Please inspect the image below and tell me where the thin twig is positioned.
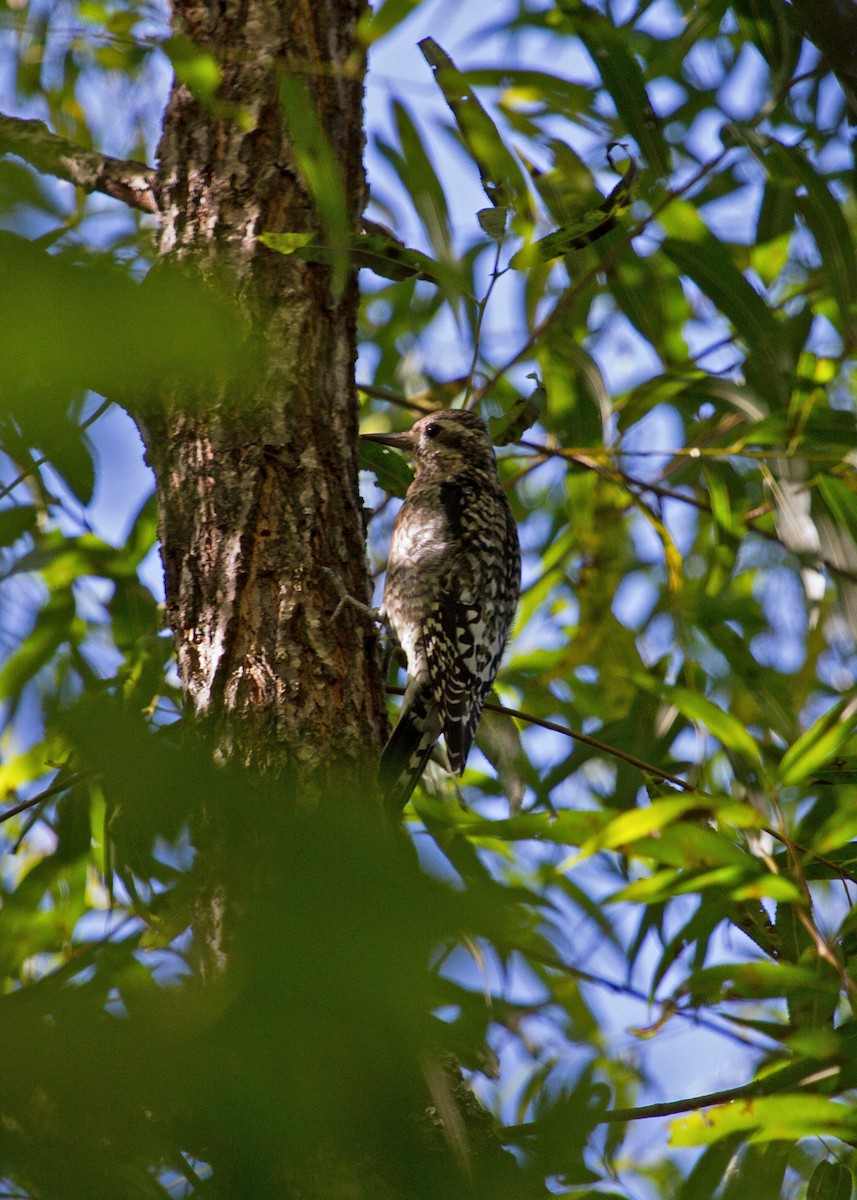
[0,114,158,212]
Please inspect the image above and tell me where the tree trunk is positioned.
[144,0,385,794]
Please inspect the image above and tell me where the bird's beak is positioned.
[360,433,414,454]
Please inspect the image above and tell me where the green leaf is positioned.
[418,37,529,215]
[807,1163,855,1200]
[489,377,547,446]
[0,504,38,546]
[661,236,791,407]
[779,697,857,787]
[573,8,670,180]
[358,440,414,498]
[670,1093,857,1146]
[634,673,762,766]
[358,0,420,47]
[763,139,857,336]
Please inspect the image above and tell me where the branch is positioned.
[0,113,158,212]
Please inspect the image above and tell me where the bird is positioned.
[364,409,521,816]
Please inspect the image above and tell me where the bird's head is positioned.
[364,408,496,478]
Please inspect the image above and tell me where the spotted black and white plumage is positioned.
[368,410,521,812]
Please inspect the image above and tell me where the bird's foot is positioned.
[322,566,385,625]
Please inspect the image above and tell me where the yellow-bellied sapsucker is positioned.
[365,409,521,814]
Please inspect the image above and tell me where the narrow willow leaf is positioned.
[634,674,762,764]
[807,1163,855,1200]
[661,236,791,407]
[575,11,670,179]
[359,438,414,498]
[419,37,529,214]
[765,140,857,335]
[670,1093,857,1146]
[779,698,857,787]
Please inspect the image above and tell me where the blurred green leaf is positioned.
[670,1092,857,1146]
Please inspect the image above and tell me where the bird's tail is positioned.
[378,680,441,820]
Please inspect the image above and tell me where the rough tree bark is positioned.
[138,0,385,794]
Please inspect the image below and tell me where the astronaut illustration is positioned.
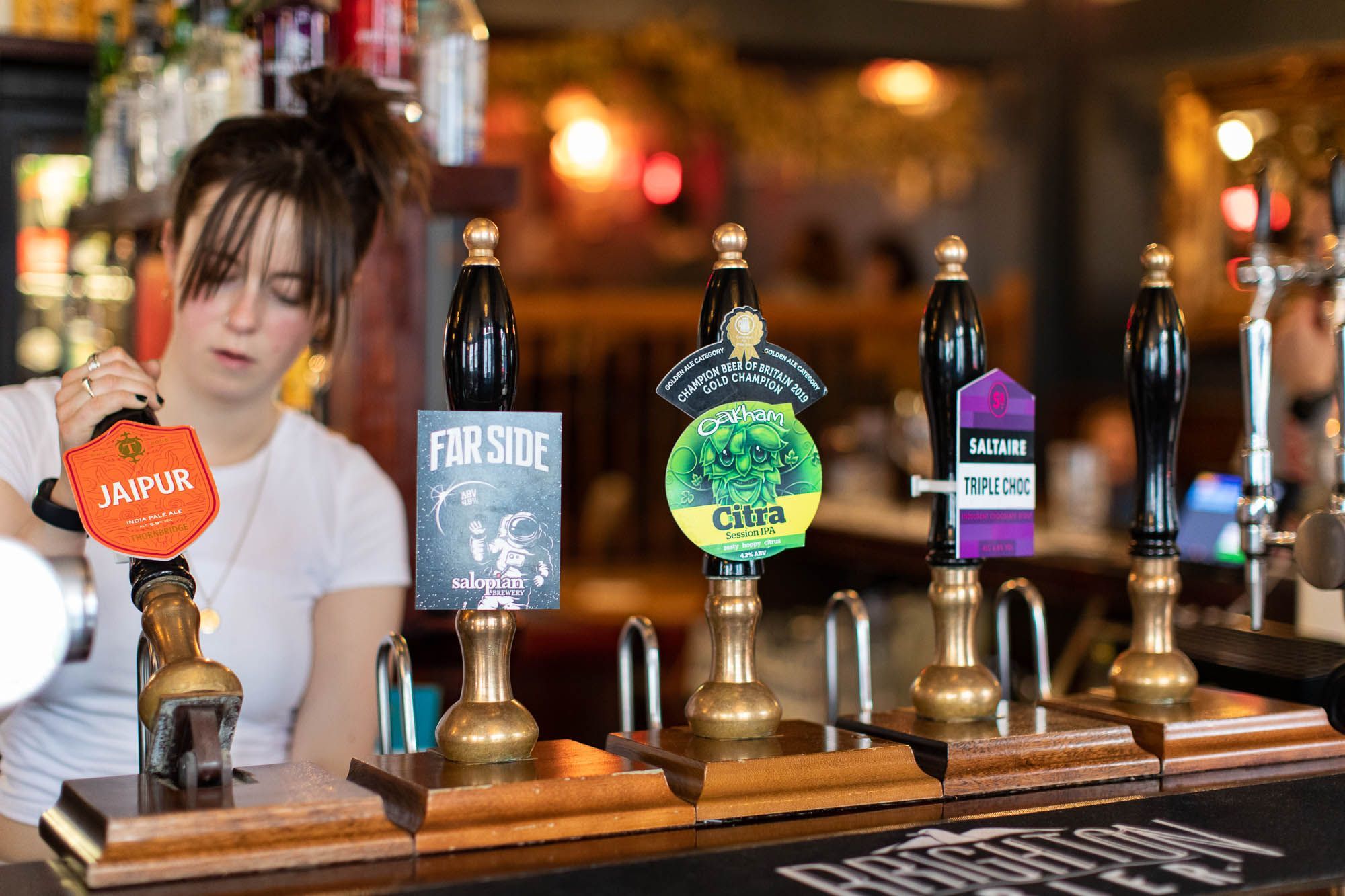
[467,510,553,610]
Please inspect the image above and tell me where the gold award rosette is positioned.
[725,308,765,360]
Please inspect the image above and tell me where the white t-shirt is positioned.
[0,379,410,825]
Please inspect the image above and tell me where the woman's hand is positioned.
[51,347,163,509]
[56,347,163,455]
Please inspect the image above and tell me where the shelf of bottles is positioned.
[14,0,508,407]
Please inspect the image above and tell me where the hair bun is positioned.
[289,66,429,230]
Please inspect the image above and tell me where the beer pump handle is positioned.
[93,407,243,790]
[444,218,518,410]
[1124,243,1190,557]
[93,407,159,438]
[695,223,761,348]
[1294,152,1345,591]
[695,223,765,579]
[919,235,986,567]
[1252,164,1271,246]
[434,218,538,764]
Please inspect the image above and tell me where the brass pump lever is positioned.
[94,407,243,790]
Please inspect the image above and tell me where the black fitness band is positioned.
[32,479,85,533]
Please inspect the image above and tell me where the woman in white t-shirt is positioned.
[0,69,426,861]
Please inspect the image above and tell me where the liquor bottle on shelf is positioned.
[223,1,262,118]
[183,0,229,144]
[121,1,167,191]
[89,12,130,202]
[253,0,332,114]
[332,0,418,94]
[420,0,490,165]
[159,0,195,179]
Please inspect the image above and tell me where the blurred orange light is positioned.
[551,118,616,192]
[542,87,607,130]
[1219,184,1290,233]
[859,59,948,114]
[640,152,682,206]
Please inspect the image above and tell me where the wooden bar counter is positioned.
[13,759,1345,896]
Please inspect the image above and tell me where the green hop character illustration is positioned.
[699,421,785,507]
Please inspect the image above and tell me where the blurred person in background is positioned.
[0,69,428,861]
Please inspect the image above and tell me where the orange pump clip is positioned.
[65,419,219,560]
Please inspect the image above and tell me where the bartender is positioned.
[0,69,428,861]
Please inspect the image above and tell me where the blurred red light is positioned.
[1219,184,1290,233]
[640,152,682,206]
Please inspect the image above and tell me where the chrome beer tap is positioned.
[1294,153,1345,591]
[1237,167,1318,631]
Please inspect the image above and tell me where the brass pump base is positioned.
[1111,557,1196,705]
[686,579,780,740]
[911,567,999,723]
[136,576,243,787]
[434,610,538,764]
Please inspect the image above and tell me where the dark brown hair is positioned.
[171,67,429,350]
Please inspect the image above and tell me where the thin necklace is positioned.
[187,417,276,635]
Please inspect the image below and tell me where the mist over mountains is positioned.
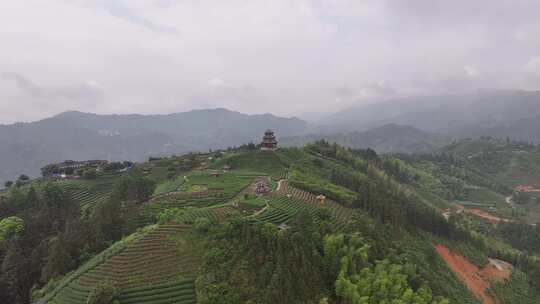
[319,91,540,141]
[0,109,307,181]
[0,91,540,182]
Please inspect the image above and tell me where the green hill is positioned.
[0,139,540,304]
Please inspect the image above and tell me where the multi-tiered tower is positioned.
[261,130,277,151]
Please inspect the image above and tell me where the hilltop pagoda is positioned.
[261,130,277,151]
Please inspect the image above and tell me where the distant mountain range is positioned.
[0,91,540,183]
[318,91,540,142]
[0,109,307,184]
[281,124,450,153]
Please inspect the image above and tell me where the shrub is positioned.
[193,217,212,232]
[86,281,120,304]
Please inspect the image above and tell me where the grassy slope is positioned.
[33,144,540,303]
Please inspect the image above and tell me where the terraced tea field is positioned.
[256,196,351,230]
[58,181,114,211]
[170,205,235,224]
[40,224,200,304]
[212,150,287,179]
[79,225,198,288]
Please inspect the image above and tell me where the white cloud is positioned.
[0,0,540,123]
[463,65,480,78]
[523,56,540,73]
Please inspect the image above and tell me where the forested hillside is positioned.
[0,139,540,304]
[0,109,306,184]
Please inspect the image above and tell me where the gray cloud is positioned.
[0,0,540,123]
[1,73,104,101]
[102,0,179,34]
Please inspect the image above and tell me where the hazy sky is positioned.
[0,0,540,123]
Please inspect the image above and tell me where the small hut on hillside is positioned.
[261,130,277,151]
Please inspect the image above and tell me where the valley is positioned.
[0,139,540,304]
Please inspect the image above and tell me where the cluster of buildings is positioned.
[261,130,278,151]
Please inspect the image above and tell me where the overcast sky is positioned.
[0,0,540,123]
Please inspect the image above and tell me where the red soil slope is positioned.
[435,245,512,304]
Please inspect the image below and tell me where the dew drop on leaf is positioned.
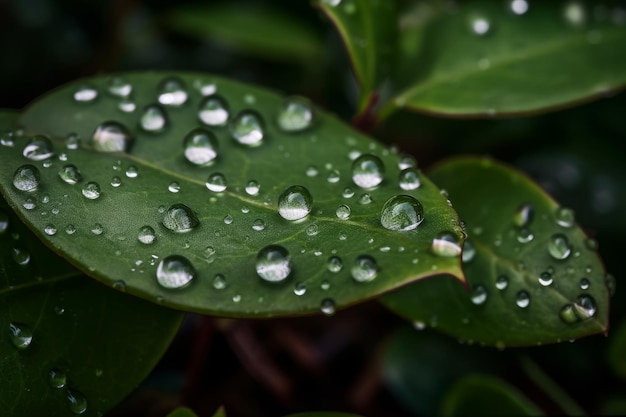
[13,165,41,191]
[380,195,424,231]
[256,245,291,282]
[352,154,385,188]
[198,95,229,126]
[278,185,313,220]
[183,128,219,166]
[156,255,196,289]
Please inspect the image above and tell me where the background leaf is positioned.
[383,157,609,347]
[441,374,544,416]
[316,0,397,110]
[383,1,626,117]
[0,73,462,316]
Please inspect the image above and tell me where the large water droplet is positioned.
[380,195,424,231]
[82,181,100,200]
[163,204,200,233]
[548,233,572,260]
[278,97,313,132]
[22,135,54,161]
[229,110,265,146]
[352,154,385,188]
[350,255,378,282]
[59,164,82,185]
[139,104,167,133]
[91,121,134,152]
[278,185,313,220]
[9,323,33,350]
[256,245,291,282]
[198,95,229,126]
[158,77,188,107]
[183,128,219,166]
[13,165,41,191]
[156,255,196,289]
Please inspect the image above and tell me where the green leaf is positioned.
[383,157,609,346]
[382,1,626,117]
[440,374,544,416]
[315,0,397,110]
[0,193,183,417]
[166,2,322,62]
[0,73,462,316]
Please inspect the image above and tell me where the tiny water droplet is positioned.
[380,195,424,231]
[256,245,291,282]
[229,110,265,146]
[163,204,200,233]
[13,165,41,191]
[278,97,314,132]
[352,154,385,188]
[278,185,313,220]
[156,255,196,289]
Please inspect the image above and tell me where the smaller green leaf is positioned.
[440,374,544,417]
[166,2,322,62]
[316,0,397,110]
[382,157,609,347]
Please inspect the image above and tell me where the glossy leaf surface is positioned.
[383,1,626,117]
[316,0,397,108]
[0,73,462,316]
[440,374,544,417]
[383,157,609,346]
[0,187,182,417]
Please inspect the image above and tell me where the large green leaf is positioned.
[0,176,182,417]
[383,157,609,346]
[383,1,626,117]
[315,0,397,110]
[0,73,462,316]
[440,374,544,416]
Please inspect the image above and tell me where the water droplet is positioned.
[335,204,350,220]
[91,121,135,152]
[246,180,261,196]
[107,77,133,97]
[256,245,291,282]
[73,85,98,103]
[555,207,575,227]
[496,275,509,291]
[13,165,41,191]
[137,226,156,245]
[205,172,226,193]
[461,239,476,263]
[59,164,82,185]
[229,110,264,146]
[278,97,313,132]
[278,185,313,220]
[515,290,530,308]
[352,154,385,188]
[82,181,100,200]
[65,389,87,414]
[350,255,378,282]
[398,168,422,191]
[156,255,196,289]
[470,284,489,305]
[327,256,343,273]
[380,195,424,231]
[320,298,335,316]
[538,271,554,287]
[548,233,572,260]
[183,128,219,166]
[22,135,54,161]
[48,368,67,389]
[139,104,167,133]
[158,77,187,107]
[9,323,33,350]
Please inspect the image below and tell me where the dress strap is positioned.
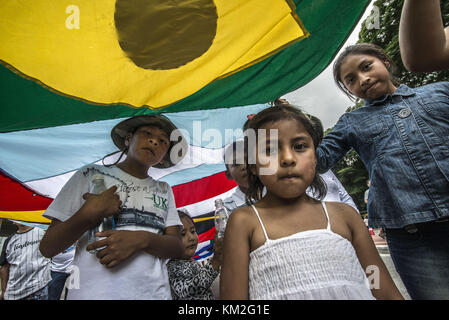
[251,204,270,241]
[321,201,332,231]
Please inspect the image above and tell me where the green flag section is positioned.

GIVEN INSTRUCTION. Rewrite the records from the line containing "Please inspect the image above and tell me where the branch" through the line containing "[56,347,163,455]", both included, with "white t-shirt" changed to "white shirt" and everything else unchanged. Leave the pictures out.

EXERCISE ANSWER.
Please inspect the image above and tell me where the branch is positioned.
[0,113,158,212]
Please inspect the image above and tell me where the bird is positioned.
[364,409,521,816]
Please inspect the image above and tell me where the bird's head is positioned.
[364,408,496,478]
Please inspect the image above and tell me where the spotted black and white plumage is positioned.
[368,410,521,812]
Please inspect the image above and tell me where the bird's foot is positioned.
[322,566,385,625]
Please inspect the image above and tell me where the yellow-bellied sapsucker is positioned.
[365,409,521,814]
Please inspect the image above and tell me where the narrow willow leaf is positioned.
[634,674,762,764]
[807,1163,855,1200]
[661,236,791,407]
[575,11,670,179]
[359,438,414,498]
[419,37,529,214]
[765,140,857,335]
[670,1093,857,1146]
[779,698,857,787]
Please inspect the image above and tell me where the blurred green leaf is positioned.
[670,1092,857,1146]
Please inspect the image above and tell me where the bird's tail is positioned.
[378,680,441,820]
Please inspect the image above and tell me where the rough tree bark is positioned.
[138,0,385,794]
Please inspect the image below and tell me where the astronaut illustration is positioned.
[467,510,553,610]
Please inspect the image above and tell me where the gold award rosette is positioned.
[725,308,765,360]
Please inspect the image above and tell me where the white shirt is positioned.
[0,379,410,825]
Please inspect the image above and tell me where the woman's hand is positioned.
[51,347,163,509]
[56,347,163,455]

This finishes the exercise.